Error when executing mpirun on 2 nodes

Error when executing mpirun on 2 nodes

Hi!

I'am have 2 nodes and headnode.

OS: centos 5.5, mpi-rt-4.0.0.028 installed.

mdp-ring executing normally:

[root@head ~]# mpdboot -d -v -r ssh -f /root/mpd.hosts -n 3
debug: starting
running mpdallexit on head.kazntu.local
LAUNCHED mpd on head.kazntu.local via
debug: launch cmd= env I_MPI_JOB_TAGGED_PORT_OUTPUT=1 /opt/intel/mpi-rt/4.0.0/bin64/mpd.py --ncpus=1 --myhost=head.kazntu.local -e -d -s 3
debug: mpd on head.kazntu.local on port 45035
RUNNING: mpd on head.kazntu.local
debug: info for running mpd: {'ip': '', 'ncpus': 1, 'list_port': 45035, 'entry_port': '', 'host': 'head.kazntu.local', 'entry_host': '', 'ifhn': ''}
LAUNCHED mpd on node01 via head.kazntu.local
debug: launch cmd= ssh -x -n -q node01 env I_MPI_JOB_TAGGED_PORT_OUTPUT=1 HOSTNAME=$HOSTNAME /opt/intel/mpi-rt/4.0.0/bin64/mpd.py -h head.kazntu.local -p 45035 --ifhn=192.168.192.21 --ncpus=1 --myhost=node01 --myip=192.168.192.21 -e -d -s 3
LAUNCHED mpd on node02 via head.kazntu.local
debug: launch cmd= ssh -x -n -q node02 env I_MPI_JOB_TAGGED_PORT_OUTPUT=1 HOSTNAME=$HOSTNAME /opt/intel/mpi-rt/4.0.0/bin64/mpd.py -h head.kazntu.local -p 45035 --ifhn=192.168.192.22 --ncpus=1 --myhost=node02 --myip=192.168.192.22 -e -d -s 3
debug: mpd on node01 on port 43150
RUNNING: mpd on node01
debug: info for running mpd: {'ip': '192.168.192.21', 'ncpus': 1, 'list_port': 43150, 'entry_port': 45035, 'host': 'node01', 'entry_host': 'head.kazntu.local', 'ifhn': '', 'pid': 6272}
debug: mpd on node02 on port 43164
RUNNING: mpd on node02
debug: info for running mpd: {'ip': '192.168.192.22', 'ncpus': 1, 'list_port': 43164, 'entry_port': 45035, 'host': 'node02', 'entry_host': 'head.kazntu.local', 'ifhn': '', 'pid': 6273}
[root@head ~]#

but mpirun crashed:

[root@head ~]# mpirun -n 8 -wdir /linpack/ -host node01 /linpack/xhpl_em64t : -host node02 /linpack/xhpl_em64t
[cli_0]: got unexpected response to put :cmd=unparseable_msg rc=-1
:
[cli_0]: aborting job:
Fatal error in MPI_Init: Other MPI error, error stack:
MPIR_Init_thread(283): Initialization failed
MPIDD_Init(98).......: channel initialization failed
MPIDI_CH3_Init(163)..: generic failure with errno = 336068751
(unknown)(): Other MPI error
rank 0 in job 1 head.kazntu.local_53559 caused collective abort of all ranks
exit status of rank 0: return code 13
[root@head ~]#

How to execute mpirun?

◆ Supplied material:
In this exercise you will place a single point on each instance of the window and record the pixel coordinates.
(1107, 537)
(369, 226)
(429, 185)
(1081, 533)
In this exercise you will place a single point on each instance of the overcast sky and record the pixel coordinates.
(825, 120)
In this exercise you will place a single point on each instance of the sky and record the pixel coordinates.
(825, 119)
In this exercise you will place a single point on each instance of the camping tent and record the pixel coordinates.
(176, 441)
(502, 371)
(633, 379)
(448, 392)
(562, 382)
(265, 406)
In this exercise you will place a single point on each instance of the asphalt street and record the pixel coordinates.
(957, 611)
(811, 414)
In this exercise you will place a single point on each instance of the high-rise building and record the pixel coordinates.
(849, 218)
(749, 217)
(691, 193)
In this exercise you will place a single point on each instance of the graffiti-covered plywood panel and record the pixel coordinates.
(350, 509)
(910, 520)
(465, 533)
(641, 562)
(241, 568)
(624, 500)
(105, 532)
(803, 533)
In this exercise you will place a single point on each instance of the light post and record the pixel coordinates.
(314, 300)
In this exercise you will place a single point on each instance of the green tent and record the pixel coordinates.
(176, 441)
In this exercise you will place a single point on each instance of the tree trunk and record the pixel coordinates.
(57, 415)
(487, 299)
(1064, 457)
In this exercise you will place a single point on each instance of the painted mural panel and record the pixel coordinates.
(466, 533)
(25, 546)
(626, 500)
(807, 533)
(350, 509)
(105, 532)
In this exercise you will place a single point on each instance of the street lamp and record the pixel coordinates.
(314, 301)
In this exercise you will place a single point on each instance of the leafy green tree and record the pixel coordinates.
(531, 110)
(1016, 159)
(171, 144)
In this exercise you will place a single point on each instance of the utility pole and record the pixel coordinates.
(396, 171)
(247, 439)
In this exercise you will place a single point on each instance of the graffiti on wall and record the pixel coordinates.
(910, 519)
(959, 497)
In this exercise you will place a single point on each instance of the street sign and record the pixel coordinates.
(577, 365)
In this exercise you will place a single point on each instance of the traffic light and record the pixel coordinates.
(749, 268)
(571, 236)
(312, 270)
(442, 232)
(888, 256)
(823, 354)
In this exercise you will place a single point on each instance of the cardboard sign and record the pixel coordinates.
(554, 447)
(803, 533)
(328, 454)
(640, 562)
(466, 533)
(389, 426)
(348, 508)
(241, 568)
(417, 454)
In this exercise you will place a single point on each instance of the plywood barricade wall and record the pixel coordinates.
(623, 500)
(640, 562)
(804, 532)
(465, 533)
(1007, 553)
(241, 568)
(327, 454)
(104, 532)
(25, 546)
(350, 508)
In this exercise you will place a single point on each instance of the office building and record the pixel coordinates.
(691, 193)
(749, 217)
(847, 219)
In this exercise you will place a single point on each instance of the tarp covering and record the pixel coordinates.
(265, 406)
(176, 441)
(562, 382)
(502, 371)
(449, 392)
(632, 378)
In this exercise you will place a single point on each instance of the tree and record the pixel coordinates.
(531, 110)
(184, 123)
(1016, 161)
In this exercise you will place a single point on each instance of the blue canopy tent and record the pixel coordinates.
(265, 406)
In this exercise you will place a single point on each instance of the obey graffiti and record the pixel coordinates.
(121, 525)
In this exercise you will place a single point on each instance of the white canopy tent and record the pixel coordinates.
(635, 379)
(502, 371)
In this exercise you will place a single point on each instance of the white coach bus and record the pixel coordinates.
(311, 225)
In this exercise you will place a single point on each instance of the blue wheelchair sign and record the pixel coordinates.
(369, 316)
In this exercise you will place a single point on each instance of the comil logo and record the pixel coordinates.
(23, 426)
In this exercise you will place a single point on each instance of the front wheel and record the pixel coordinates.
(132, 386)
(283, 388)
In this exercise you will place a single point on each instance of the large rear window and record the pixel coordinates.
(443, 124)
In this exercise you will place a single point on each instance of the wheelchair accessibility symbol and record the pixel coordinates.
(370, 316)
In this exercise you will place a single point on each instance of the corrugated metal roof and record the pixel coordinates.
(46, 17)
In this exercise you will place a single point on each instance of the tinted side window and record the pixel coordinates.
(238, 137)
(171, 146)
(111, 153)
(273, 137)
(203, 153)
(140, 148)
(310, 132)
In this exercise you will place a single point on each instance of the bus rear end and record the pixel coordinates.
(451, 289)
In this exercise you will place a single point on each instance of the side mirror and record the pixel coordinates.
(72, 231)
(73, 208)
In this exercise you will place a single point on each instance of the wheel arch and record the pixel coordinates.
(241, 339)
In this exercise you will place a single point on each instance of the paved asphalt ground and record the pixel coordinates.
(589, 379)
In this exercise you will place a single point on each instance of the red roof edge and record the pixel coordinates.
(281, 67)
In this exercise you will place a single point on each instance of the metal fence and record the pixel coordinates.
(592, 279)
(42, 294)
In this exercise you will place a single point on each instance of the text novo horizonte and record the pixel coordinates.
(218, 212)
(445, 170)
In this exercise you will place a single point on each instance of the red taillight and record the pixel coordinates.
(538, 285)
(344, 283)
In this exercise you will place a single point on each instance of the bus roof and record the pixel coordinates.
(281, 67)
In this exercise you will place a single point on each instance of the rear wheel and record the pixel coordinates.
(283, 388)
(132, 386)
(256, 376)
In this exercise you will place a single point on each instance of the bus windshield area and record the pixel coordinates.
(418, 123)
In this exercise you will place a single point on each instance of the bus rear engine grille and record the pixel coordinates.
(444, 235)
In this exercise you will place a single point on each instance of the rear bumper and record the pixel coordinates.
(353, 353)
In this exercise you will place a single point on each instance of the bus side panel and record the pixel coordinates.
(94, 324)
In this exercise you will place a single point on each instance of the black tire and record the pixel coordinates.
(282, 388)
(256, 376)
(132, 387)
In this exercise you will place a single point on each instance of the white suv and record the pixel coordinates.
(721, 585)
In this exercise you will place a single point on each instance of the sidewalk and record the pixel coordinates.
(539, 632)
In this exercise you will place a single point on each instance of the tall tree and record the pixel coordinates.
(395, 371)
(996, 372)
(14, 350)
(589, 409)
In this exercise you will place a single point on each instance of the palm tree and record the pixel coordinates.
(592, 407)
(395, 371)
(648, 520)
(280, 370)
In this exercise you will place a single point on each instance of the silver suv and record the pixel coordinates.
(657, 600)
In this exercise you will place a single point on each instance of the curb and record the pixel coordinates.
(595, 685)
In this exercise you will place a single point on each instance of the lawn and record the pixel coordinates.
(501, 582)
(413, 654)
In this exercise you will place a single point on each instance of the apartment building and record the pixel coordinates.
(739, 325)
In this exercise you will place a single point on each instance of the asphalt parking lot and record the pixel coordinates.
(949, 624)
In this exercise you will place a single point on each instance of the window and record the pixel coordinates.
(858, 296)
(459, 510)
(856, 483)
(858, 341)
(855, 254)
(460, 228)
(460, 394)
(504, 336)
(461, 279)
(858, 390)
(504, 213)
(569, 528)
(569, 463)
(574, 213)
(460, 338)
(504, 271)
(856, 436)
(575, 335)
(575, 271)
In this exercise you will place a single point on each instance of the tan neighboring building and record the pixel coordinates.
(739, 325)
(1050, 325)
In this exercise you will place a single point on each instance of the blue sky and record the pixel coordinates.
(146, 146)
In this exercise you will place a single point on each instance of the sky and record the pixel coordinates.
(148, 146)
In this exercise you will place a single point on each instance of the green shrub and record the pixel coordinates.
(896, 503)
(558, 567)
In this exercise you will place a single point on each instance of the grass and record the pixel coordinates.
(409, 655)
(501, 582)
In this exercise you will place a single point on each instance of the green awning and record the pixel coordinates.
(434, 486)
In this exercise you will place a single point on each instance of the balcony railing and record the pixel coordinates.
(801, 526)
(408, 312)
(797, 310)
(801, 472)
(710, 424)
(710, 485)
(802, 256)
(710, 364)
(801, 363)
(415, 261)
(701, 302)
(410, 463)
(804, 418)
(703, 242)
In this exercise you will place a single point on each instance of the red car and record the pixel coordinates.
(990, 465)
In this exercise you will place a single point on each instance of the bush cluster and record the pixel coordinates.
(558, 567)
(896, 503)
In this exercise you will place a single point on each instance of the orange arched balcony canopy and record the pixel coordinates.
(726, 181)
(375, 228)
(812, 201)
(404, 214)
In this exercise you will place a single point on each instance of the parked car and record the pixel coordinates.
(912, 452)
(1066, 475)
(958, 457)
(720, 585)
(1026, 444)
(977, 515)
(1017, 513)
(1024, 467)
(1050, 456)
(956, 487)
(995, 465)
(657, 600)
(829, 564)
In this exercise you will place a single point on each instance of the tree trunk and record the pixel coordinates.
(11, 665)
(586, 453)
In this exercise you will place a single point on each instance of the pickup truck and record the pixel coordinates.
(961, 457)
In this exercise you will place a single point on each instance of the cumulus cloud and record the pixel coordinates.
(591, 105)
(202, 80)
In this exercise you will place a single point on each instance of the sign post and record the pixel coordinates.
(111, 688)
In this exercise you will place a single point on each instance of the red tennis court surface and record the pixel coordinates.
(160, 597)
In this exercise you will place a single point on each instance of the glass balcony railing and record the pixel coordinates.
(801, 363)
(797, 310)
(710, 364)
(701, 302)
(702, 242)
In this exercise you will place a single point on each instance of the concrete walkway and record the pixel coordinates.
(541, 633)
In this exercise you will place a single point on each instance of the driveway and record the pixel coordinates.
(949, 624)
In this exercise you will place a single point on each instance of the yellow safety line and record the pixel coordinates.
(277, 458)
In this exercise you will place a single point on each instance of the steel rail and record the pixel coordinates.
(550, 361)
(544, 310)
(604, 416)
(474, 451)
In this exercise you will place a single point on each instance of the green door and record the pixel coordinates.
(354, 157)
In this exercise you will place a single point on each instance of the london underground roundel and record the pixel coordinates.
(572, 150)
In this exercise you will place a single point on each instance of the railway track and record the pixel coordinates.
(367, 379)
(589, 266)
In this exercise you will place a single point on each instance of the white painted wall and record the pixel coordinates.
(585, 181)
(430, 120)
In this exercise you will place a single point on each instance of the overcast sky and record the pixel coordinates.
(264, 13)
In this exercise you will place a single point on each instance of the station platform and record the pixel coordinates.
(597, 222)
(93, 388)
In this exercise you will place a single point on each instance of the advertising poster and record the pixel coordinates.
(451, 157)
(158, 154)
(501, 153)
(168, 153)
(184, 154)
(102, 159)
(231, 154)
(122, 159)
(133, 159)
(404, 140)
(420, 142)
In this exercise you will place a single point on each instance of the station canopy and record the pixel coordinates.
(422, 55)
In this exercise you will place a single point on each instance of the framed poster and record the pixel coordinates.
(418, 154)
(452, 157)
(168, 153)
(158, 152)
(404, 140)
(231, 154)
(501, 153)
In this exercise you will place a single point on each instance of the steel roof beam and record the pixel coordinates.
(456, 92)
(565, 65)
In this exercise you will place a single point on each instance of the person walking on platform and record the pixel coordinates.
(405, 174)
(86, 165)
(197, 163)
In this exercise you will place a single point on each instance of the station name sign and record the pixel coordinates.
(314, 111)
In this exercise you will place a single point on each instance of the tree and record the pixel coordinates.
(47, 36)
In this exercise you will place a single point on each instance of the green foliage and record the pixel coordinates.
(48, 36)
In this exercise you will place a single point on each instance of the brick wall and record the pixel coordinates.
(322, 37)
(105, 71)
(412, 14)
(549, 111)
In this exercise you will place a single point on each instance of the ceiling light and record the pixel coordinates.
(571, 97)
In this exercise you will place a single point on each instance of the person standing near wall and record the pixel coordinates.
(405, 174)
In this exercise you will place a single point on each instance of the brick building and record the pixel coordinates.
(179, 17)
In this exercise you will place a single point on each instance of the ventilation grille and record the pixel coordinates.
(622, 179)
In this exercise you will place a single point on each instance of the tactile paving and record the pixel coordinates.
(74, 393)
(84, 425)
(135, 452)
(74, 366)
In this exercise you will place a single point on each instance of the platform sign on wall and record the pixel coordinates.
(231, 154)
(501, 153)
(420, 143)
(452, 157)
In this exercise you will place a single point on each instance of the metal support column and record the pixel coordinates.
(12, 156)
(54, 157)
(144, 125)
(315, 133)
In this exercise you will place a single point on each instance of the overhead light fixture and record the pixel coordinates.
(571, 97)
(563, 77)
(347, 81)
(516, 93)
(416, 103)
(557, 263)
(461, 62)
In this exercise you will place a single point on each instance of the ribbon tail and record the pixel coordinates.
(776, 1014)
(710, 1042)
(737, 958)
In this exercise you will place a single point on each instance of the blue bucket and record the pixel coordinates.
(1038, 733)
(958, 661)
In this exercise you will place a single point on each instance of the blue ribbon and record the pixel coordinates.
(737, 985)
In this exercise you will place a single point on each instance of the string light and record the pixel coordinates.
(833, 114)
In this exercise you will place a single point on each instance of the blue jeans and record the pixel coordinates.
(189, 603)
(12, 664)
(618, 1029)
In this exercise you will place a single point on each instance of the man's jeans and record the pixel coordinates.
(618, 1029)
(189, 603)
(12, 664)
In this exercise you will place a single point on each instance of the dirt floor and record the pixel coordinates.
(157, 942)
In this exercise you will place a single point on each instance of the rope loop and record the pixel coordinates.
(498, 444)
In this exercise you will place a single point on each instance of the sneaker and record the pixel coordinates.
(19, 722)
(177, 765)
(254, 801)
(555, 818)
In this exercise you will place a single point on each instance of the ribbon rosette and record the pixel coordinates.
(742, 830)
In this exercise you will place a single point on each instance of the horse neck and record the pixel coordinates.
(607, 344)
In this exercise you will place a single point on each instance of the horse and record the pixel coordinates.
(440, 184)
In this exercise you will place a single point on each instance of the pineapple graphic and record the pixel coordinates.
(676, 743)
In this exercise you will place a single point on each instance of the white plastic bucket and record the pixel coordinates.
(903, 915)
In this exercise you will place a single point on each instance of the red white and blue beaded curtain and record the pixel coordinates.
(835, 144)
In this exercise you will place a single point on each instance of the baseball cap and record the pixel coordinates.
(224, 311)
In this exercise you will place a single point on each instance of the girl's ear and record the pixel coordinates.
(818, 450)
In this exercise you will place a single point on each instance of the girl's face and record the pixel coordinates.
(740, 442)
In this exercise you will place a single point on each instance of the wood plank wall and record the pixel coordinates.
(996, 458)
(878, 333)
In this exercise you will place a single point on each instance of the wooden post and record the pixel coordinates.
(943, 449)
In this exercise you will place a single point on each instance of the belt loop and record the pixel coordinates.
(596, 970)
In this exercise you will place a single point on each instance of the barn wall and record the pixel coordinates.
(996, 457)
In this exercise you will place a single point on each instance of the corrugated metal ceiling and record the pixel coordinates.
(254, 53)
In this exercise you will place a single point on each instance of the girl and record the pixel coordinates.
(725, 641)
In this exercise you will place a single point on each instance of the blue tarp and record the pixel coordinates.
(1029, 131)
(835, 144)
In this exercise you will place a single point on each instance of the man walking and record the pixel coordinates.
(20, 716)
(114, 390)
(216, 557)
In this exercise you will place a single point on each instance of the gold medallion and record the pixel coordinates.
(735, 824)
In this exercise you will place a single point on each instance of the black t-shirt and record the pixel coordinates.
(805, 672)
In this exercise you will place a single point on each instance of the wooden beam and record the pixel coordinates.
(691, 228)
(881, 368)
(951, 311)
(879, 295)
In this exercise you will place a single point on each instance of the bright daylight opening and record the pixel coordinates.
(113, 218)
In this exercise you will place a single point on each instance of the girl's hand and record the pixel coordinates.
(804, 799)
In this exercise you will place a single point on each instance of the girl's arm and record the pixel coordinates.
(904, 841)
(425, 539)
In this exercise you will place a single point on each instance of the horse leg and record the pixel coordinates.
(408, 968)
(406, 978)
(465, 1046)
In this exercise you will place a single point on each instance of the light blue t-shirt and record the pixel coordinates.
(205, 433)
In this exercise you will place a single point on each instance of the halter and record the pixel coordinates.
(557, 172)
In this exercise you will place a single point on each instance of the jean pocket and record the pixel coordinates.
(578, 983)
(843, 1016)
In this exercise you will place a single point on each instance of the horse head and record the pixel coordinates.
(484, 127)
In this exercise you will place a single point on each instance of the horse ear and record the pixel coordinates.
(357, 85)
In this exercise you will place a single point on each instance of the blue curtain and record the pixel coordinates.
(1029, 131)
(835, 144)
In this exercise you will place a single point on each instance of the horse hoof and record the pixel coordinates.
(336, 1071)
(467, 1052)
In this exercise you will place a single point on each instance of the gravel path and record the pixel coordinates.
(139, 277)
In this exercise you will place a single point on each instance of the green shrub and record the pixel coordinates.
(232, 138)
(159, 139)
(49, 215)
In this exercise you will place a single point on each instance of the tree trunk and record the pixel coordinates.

◆ Tasks for this exercise:
- 1) Answer these from the mpirun error thread:
(a) Which operating system and version do the nodes run?
(b) On which port is the mpd on node02 running?
(c) What return code is given for rank 0?
- 2) Reproduce the mpirun error thread word for word, starting at "[root@head ~]# mpirun" and ending at "to execute mpirun?".
The listing plays no part in this exercise.

◆ Results in order:
- 1)
(a) CentOS 5.5
(b) 43164
(c) 13

- 2)
[root@head ~]# mpirun -n 8 -wdir /linpack/ -host node01 /linpack/xhpl_em64t : -host node02 /linpack/xhpl_em64t
[cli_0]: got unexpected response to put :cmd=unparseable_msg rc=-1
:
[cli_0]: aborting job:
Fatal error in MPI_Init: Other MPI error, error stack:
MPIR_Init_thread(283): Initialization failed
MPIDD_Init(98).......: channel initialization failed
MPIDI_CH3_Init(163)..: generic failure with errno = 336068751
(unknown)(): Other MPI error
rank 0 in job 1 head.kazntu.local_53559 caused collective abort of all ranks
exit status of rank 0: return code 13
[root@head ~]#

How to execute mpirun?